Pick out every line in the entries below that contains the string "exact", copying each one in full. Case counts.

━━━ Records for the task

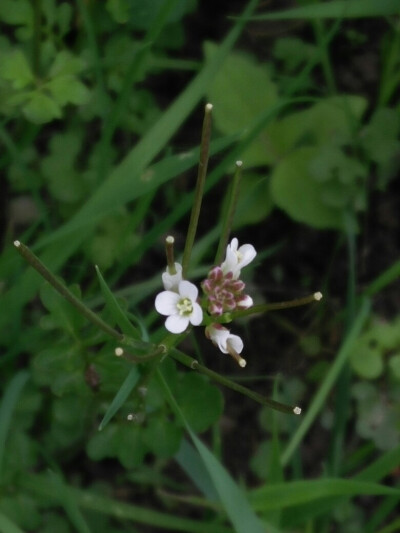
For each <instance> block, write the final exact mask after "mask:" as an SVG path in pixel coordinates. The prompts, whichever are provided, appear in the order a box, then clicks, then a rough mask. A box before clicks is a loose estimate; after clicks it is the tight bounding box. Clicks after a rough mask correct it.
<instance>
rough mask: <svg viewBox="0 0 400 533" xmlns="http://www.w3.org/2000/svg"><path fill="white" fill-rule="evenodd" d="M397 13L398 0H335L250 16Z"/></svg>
mask: <svg viewBox="0 0 400 533" xmlns="http://www.w3.org/2000/svg"><path fill="white" fill-rule="evenodd" d="M398 13H399V3H398V0H336V1H331V2H324V3H317V4H311V5H306V6H301V7H298V8H296V9H288V10H286V11H279V12H275V13H266V14H263V15H257V16H254V17H252V19H253V20H291V19H301V18H305V19H324V18H338V19H342V18H363V17H381V16H382V17H383V16H388V15H397V14H398Z"/></svg>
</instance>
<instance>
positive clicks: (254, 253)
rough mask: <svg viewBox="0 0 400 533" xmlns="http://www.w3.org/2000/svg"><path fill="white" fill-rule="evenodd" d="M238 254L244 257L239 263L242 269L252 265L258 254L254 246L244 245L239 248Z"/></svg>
mask: <svg viewBox="0 0 400 533" xmlns="http://www.w3.org/2000/svg"><path fill="white" fill-rule="evenodd" d="M238 252H239V254H240V255H241V256H242V259H241V260H240V261H239V264H240V266H241V268H243V267H245V266H246V265H248V264H249V263H251V262H252V261H253V259H254V258H255V256H256V255H257V252H256V250H255V248H254V246H253V245H252V244H243V246H241V247H240V248H239V250H238Z"/></svg>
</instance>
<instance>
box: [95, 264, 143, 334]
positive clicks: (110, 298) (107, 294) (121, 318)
mask: <svg viewBox="0 0 400 533" xmlns="http://www.w3.org/2000/svg"><path fill="white" fill-rule="evenodd" d="M95 269H96V273H97V277H98V278H99V283H100V288H101V292H102V294H103V297H104V300H105V301H106V304H107V306H108V308H109V310H110V313H111V315H112V317H113V318H114V320H115V322H116V323H117V324H118V326H119V327H120V328H121V331H122V332H123V333H125V335H128V336H131V337H133V338H134V339H139V338H140V332H139V330H138V329H137V328H135V326H134V325H133V324H131V322H130V320H129V319H128V317H127V316H126V314H125V313H124V311H123V310H122V309H121V307H120V305H119V303H118V302H117V299H116V298H115V296H114V295H113V293H112V292H111V290H110V288H109V287H108V285H107V283H106V282H105V280H104V278H103V276H102V274H101V272H100V269H99V267H98V266H97V265H96V266H95Z"/></svg>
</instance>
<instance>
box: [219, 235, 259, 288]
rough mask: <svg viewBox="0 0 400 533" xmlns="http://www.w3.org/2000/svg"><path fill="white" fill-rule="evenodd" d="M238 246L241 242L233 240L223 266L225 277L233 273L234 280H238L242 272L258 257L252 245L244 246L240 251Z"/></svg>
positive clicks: (224, 274)
mask: <svg viewBox="0 0 400 533" xmlns="http://www.w3.org/2000/svg"><path fill="white" fill-rule="evenodd" d="M238 246H239V241H238V240H237V239H236V238H234V239H232V241H231V243H230V244H228V246H227V247H226V257H225V261H224V262H223V263H222V265H221V268H222V271H223V273H224V275H226V274H228V272H232V274H233V279H238V277H239V276H240V270H241V269H242V268H243V267H245V266H246V265H248V264H249V263H251V261H253V259H254V258H255V256H256V255H257V252H256V250H255V248H254V246H253V245H252V244H243V245H242V246H241V247H240V248H239V249H238Z"/></svg>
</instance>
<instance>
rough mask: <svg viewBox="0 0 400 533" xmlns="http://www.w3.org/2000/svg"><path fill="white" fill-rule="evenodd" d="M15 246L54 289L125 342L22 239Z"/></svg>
mask: <svg viewBox="0 0 400 533" xmlns="http://www.w3.org/2000/svg"><path fill="white" fill-rule="evenodd" d="M14 246H15V248H16V249H17V250H18V252H19V254H20V255H21V256H22V257H23V258H24V259H25V261H27V262H28V263H29V264H30V265H31V266H32V267H33V268H34V269H35V270H36V271H37V272H38V273H39V274H40V275H41V276H42V277H43V278H44V279H45V280H46V281H48V282H49V283H50V285H52V286H53V287H54V289H55V290H56V291H57V292H58V293H59V294H61V296H63V297H64V298H65V299H66V300H67V301H68V302H69V303H70V304H71V305H73V306H74V307H75V308H76V309H77V310H78V311H79V312H80V313H81V314H82V315H83V316H84V317H86V318H87V319H88V320H89V321H90V322H92V323H93V324H94V325H95V326H97V327H98V328H100V329H101V330H103V331H104V333H107V335H110V336H111V337H113V338H114V339H117V340H118V341H119V342H124V340H125V335H123V334H122V333H120V332H119V331H117V330H116V329H114V328H112V327H111V326H109V325H108V324H107V323H106V322H104V320H103V319H102V318H100V317H99V315H97V314H96V313H94V312H93V311H92V310H91V309H89V308H88V307H87V306H86V305H85V304H84V303H83V302H82V301H81V300H79V298H77V297H76V296H75V295H74V294H72V292H71V291H70V290H69V289H68V288H67V287H66V286H65V285H64V284H63V283H61V281H60V280H58V279H57V278H56V277H55V275H54V274H53V273H52V272H50V270H49V269H48V268H47V267H46V266H45V265H44V264H43V263H42V262H41V261H40V259H39V258H38V257H37V256H36V255H35V254H34V253H33V252H32V250H30V249H29V248H28V246H26V245H25V244H23V243H22V242H20V241H14Z"/></svg>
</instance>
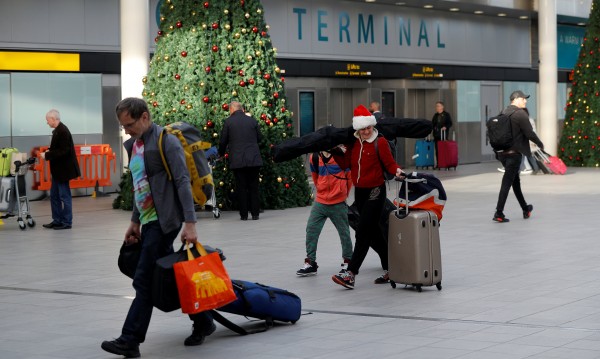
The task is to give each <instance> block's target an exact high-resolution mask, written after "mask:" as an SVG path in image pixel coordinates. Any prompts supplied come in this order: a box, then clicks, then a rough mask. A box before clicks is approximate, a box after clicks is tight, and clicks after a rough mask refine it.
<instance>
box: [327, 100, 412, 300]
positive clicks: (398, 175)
mask: <svg viewBox="0 0 600 359" xmlns="http://www.w3.org/2000/svg"><path fill="white" fill-rule="evenodd" d="M376 123H377V122H376V120H375V117H374V116H373V115H372V114H371V113H370V112H369V110H368V109H367V108H366V107H365V106H363V105H359V106H358V107H356V108H355V109H354V117H353V118H352V127H353V128H354V130H356V132H355V133H354V137H356V141H354V143H353V144H352V145H351V146H350V147H349V148H348V150H347V151H346V152H345V154H344V155H335V160H336V162H337V163H338V164H339V165H340V166H341V167H342V168H350V170H351V177H352V182H353V184H354V197H355V201H356V205H357V207H358V211H359V213H360V220H359V224H358V227H357V229H356V242H355V244H354V254H353V255H352V259H351V260H350V263H349V264H348V268H347V269H342V270H341V271H340V273H338V274H336V275H334V276H333V277H332V279H333V281H334V282H335V283H337V284H339V285H341V286H344V287H346V288H348V289H354V279H355V276H356V275H357V274H358V272H359V269H360V267H361V265H362V262H363V261H364V260H365V257H366V256H367V252H368V251H369V247H372V248H373V249H374V250H375V252H377V254H378V255H379V258H380V260H381V266H382V267H383V270H384V273H383V275H382V276H381V277H379V278H377V279H375V283H376V284H380V283H388V282H389V278H388V274H387V269H388V251H387V242H386V240H385V239H384V238H383V235H382V233H381V229H380V228H379V223H378V222H379V218H380V217H381V212H382V211H383V207H384V204H385V200H386V188H385V177H384V171H387V172H388V173H392V174H395V175H396V177H399V178H403V177H404V176H405V174H404V172H402V169H401V168H400V166H399V165H398V164H397V163H396V161H395V160H394V157H392V152H391V151H390V147H389V145H388V143H387V140H386V139H385V138H384V137H383V136H379V134H378V132H377V130H376V129H375V128H374V126H375V124H376Z"/></svg>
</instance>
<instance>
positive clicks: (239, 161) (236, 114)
mask: <svg viewBox="0 0 600 359" xmlns="http://www.w3.org/2000/svg"><path fill="white" fill-rule="evenodd" d="M229 114H230V115H231V116H229V118H228V119H226V120H225V125H224V126H223V130H222V131H221V141H220V143H219V155H220V156H223V155H225V152H226V151H227V149H229V168H230V169H231V170H232V171H233V174H234V176H235V182H236V192H237V195H238V196H237V197H238V201H239V206H240V218H241V220H242V221H245V220H247V219H248V210H249V211H250V213H251V214H252V219H253V220H257V219H258V215H259V211H260V209H259V196H258V182H259V180H258V176H259V170H260V167H261V166H262V158H261V157H260V149H259V147H258V143H259V142H260V130H259V128H258V121H256V119H254V118H252V117H251V116H248V115H246V114H245V113H244V109H243V107H242V104H241V103H239V102H237V101H233V102H231V103H230V104H229Z"/></svg>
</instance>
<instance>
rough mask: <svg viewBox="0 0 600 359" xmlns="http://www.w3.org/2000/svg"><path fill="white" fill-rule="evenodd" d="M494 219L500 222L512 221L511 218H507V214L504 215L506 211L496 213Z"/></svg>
mask: <svg viewBox="0 0 600 359" xmlns="http://www.w3.org/2000/svg"><path fill="white" fill-rule="evenodd" d="M492 219H493V220H494V221H496V222H498V223H508V222H510V220H509V219H508V218H506V216H504V213H502V212H497V211H496V213H494V218H492Z"/></svg>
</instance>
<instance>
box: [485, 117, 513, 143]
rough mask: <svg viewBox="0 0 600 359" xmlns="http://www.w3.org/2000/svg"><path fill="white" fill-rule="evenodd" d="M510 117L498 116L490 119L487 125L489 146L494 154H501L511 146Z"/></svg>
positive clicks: (487, 130) (511, 125) (486, 125)
mask: <svg viewBox="0 0 600 359" xmlns="http://www.w3.org/2000/svg"><path fill="white" fill-rule="evenodd" d="M510 116H511V115H506V114H503V113H501V114H499V115H498V116H495V117H491V118H490V119H489V120H488V121H487V123H486V127H487V136H488V139H489V140H490V145H491V146H492V148H493V149H494V151H496V152H503V151H506V150H508V149H510V148H511V147H512V146H513V143H514V139H513V136H512V123H511V120H510Z"/></svg>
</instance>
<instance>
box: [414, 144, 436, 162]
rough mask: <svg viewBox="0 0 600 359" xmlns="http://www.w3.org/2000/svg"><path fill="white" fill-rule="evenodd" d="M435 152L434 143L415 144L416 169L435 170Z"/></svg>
mask: <svg viewBox="0 0 600 359" xmlns="http://www.w3.org/2000/svg"><path fill="white" fill-rule="evenodd" d="M434 152H435V151H434V144H433V141H427V140H418V141H417V142H416V143H415V167H417V168H427V167H432V168H433V157H434Z"/></svg>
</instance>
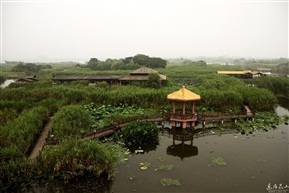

━━━━━━

## Response to this exercise
For each <instance> block, write the final exact mask after "mask:" as an SVG path in pixel coordinates. The prompts, whichever are provided, appear in the order a box, then clicks, then a rough mask. A box before clicks is a loose estimate; after clicks it is the tight bounding box. Clicks after a rough mask correct it.
The task is to give each <instance> block's target an exact high-resolution mask, written after "mask:" as an SVG path in image pixel coordinates. Any prompts supplied come in this order: a box, then clicks, then a rough mask. A box before clicks is approximate, a box after clicks is tight, and clicks after a rough mask refine it.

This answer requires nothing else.